* Required actions
A. In the text on smoothing and cross-correlation, what lag does the peak correlation reach with the 48-month smoothing?
B. Carry on the text about smoothing and cross-correlation from the point where it stops.

Figure 1. Cross-correlations of raw and 12-month smoothed UAH MSU Lower Tropospheric Temperature change (∆T) and Mauna Loa CO2 change (∆CO2). Smoothing is done with a Gaussian average, with a “Full Width to Half Maximum” (FWHM) width of 12 months (brown line). Red line is correlation of raw unsmoothed data (referred to as a “0 month average”). Black circle shows peak correlation.
At first glance, this seemed to confirm his study. The smoothed datasets do indeed have a strong correlation of about 0.6 with a lag of nine months (indicated by the black circle). However, I didn’t like the looks of the averaged data. The cycle looked artificial. And more to the point, I didn’t see anything resembling a correlation at a lag of nine months in the unsmoothed data.
Normally, if there is indeed a correlation that involves a lag, the unsmoothed data will show that correlation, although it will usually be stronger when it is smoothed. In addition, there will be a correlation on either side of the peak which is somewhat smaller than at the peak. So if there is a peak at say 9 months in the unsmoothed data, there will be positive (but smaller) correlations at 8 and 10 months. However, in this case, with the unsmoothed data there is a negative correlation for 7, 8, and 9 months lag.
Now Steve McIntyre has posted somewhere about how averaging can actually create spurious correlations (although my google-fu was not strong enough to find it). I suspected that the correlation between these datasets was spurious, so I decided to look at different smoothing lengths. These look like this:

Figure 2. Cross-correlations of raw and smoothed UAH MSU Lower Tropospheric Temperature change (∆T) and Mauna Loa CO2 change (∆CO2). Smoothing is done with a Gaussian average, with a “Full Width to Half Maximum” (FWHM) width as given in the legend. Black circles shows peak correlation for various smoothing widths. As above, a “0 month” average shows the lagged correlations of the raw data itself.
Note what happens as the smoothing filter width is increased. What start out as separate tiny peaks at about 3-5 and 11-14 months end up being combined into a single large peak at around nine months. Note also how the lag of the peak correlation changes as the smoothing window is widened. It starts with a lag of about 4 months (purple and blue 2 month and 6 month smoothing lines). As the smoothing window increases, the lag increases as well, all the way up to 17 months for the 48 month smoothing. Which one is correct, if any?
To investigate what happens with random noise, I constructed a pair of series with similar autoregressions, and I looked at the lagged correlations. The original dataset is positively autocorrelated (sometimes called “red” noise). In general, the change (∆T or ∆CO2) in a positively autocorrelated dataset is negatively autocorrelated (sometimes called “blue noise”). Since the data under investigation is blue, I used blue random noise with the same negative autocorrelation for my test of random data. However, the exact choice is immaterial to the smoothing issue.
This was my first result using random data:

Figure 3. Cross-correlations of raw and smoothed random (blue noise) datasets. Smoothing is done with a Gaussian average, with a “Full Width to Half Maximum” (FWHM) width as given in the legend. Black circles show peak correlations for various smoothings.

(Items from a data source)
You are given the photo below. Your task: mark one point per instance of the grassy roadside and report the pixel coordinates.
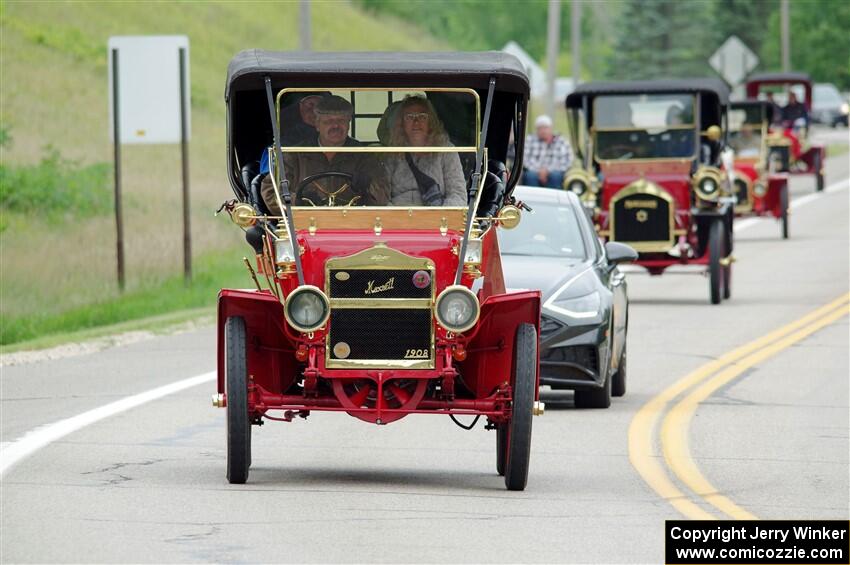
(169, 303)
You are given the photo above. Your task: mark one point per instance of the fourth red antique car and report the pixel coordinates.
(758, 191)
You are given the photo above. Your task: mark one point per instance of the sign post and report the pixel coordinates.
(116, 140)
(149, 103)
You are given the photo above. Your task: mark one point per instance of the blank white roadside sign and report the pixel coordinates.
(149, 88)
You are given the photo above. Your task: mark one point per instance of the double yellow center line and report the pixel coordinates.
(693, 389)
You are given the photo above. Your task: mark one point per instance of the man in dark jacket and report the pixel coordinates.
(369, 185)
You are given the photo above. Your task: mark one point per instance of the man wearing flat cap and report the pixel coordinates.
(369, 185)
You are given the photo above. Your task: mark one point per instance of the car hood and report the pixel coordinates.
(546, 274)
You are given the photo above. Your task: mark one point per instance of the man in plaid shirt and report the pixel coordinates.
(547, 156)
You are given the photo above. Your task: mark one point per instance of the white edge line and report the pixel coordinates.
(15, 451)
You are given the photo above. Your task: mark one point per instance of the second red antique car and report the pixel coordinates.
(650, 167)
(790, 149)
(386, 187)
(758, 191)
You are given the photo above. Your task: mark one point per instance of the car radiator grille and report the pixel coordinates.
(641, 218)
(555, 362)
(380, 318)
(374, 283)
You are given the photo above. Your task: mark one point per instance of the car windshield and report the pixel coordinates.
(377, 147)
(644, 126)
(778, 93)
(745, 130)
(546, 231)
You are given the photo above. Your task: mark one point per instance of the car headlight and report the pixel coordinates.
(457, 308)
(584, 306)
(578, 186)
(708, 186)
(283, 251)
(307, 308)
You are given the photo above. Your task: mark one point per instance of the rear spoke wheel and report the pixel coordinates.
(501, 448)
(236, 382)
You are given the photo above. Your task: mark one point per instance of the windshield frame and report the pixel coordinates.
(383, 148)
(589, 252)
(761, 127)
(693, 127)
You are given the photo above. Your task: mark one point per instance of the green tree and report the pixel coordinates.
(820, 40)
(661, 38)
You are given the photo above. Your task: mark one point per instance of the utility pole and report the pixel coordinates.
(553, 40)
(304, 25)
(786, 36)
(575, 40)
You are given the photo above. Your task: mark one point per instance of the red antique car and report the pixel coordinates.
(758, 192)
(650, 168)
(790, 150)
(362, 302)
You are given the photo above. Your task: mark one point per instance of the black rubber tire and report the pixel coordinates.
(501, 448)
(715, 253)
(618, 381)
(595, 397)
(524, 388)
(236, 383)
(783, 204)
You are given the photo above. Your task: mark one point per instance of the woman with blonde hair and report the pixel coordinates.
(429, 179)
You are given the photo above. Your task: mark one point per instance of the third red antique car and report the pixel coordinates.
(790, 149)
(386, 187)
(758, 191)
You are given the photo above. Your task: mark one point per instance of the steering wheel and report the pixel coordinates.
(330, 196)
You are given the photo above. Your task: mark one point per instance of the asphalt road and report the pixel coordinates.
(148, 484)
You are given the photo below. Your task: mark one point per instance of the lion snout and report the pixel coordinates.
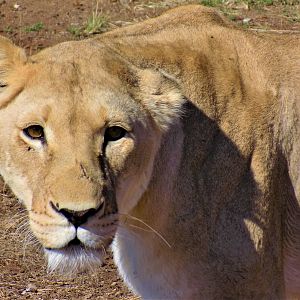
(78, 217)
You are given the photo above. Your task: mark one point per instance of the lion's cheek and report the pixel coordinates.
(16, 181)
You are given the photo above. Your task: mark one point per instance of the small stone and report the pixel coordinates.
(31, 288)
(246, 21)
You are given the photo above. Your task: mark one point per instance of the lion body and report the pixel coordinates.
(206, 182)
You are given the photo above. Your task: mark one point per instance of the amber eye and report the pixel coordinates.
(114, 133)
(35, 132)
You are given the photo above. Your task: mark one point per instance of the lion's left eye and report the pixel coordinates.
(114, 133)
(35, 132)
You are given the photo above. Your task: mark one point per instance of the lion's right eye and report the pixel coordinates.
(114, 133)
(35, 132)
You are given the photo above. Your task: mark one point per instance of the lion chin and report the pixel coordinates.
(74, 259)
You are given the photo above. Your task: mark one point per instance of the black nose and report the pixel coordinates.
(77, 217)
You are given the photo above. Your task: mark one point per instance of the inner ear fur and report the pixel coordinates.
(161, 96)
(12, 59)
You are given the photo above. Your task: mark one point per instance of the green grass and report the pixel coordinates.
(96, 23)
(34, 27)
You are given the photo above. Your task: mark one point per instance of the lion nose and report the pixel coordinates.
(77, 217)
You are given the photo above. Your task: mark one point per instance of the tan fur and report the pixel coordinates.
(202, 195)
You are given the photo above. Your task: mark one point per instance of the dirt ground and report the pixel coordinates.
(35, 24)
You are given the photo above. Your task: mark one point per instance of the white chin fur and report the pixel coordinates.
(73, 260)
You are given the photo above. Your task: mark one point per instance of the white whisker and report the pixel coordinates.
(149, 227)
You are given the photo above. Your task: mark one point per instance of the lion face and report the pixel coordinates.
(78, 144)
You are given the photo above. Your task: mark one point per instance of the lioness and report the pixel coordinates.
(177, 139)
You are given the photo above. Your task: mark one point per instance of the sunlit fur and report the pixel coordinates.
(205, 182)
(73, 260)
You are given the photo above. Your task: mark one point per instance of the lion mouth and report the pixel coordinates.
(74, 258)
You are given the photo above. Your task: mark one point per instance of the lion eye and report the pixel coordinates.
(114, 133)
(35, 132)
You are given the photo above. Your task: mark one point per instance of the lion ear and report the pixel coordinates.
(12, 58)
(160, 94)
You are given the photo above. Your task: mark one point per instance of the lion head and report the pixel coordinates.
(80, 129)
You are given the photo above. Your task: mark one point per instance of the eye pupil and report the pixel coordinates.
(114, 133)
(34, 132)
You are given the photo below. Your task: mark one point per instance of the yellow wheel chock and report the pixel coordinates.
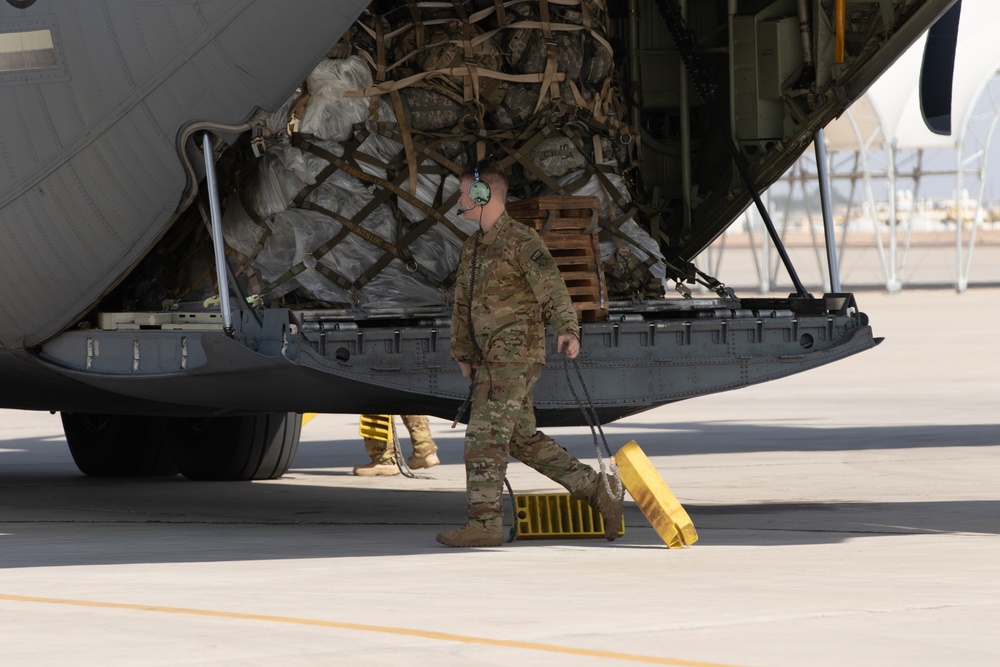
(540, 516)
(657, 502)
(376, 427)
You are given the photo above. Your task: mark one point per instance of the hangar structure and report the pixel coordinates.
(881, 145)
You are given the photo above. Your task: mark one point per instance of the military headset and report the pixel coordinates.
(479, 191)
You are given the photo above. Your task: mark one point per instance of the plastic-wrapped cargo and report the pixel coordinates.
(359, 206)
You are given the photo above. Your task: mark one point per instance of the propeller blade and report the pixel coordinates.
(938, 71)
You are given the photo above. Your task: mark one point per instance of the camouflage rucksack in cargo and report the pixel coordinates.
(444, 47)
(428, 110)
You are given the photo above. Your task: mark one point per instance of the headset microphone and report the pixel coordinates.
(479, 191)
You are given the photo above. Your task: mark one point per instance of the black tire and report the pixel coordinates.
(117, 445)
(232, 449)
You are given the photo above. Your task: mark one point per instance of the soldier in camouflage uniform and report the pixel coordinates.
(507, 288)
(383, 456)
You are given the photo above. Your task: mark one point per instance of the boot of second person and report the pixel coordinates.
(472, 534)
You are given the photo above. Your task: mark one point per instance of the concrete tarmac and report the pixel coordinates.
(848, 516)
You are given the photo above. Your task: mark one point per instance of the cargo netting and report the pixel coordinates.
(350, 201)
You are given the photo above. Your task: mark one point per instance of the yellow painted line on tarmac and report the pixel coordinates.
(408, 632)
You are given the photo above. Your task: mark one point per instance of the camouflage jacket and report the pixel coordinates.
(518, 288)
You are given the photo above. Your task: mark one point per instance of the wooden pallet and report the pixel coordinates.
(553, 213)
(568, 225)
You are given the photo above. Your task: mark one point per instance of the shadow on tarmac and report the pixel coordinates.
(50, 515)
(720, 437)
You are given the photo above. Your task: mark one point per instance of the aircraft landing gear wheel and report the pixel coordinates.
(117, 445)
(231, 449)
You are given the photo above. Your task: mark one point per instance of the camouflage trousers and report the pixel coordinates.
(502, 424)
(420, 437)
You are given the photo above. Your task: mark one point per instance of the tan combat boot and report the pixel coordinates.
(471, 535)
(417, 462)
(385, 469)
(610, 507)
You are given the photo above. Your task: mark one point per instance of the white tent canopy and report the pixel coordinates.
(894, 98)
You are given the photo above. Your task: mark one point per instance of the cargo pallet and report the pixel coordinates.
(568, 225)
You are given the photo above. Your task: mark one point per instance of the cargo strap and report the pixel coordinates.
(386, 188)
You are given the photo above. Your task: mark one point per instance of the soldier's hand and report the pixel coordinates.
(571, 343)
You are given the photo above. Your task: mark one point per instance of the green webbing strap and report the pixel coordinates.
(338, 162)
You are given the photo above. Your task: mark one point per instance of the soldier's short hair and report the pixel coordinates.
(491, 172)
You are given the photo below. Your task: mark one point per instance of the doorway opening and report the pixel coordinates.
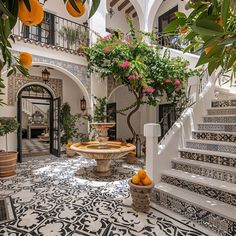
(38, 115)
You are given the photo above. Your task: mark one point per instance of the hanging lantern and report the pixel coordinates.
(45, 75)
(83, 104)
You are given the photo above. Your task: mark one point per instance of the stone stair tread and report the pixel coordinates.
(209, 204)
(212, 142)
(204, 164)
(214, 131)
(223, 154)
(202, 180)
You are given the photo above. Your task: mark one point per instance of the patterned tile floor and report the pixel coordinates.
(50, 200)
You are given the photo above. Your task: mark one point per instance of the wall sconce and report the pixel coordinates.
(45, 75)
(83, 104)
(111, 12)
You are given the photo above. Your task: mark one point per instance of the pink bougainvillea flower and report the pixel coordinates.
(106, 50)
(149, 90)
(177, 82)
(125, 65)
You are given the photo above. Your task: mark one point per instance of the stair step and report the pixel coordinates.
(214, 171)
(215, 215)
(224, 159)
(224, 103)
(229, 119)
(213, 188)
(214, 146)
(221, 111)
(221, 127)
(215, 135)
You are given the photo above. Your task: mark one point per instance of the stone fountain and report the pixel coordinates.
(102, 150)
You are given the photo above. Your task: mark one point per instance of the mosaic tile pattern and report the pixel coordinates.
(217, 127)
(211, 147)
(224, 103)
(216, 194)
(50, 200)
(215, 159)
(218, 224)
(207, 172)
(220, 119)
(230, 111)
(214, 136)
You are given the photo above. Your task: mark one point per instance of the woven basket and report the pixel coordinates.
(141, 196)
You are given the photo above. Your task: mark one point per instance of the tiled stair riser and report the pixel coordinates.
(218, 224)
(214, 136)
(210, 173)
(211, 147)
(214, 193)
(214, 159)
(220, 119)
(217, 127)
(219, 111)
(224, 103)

* In response
A. 17 months

B.
Note that as the smoothing window increases in width, we see the same kind of changes we saw in the temperature/CO2 comparison. There appears to be a correlation between the smoothed random series, with a lag of about 7 months. In addition, as the smoothing window widens, the maximum point is pushed over, until it occurs at a lag which does not show any correlation in the raw data.
After making the first graph of the effect of smoothing width on random blue noise, I noticed that the curves were still rising on the right. So I graphed the correlations out to 60 months. This is the result:

Figure 4. Rescaling of Figure 3, showing the effect of lags out to 60 months.
Note how, once again, the smoothing (even for as short a period as six months, green line) converts a non-descript region (say lag +30 to +60, right part of the graph) into a high correlation region, by the lumping together of individual peaks. Remember, this was just random blue noise, none of these are represent real lagged relationships despite the high correlation.
My general conclusion from all of this is to avoid looking for lagged correlations in smoothed datasets, they’ll lie to you. I was surprised by the creation of apparent, but totally spurious, lagged correlations when the data is smoothed.
And for the $64,000 question … is the correlation found in the Macrae study valid, or spurious? I truly don’t know, although I strongly suspect that it is spurious. But how can we tell?
My best to everyone,
w.
Clarification:
When I wrote: “I then looked at the monthly averages of dCO2 (ie current CO2 level – previous month’s CO2 level).” what I meant was that I looked at the average (taken over the years in the date set) for each month of the difference between that month’s CO2 level and the previous month’s.
Simon Anthony
Addendum: The absence of any “rush-hour” spikes in urban CO2 concentrations was surprising.
When I first pointed out this relationship (dCO2/dt varies with T and T lags CO2 by 9 months), it was deemed incorrect.
Then it was accepted as valid by some on the warmist side of this debate, but dismissed as a “feedback”.
This “feedback argument” appears to be a “cargo cult” rationalization, derived as follows:
“We KNOW that CO2 drives Temperature, therefore it MUST BE a feedback.”
More below from 2009:
__________________
http://wattsupwiththat.com/2009/01/21/antarctica-warming-an-evolution-of-viewpoint/#comment-77000
Time is limited so I can only provide some more general answers to your questions:
My paper was posted Jan.31/08 with a spreadsheet at
http://icecap.us/index.php/go/joes-blog/carbon_dioxide_in_not_the_primary_cause_of_global_warming_the_future_can_no/
The paper is located at
http://icecap.us/images/uploads/CO2vsTMacRae.pdf
The relevant spreadsheet is
http://icecap.us/images/uploads/CO2vsTMacRaeFig5b.xls
There are many correlations calculated in the spreadsheet.
In my Figure 1 and 2, global dCO2/dt closely coincides with global Lower Tropospheric Temperature LT and Surface Temperature ST. I believe that the temperature and CO2 datasets are collected completely independently, and yet there is this clear correlation.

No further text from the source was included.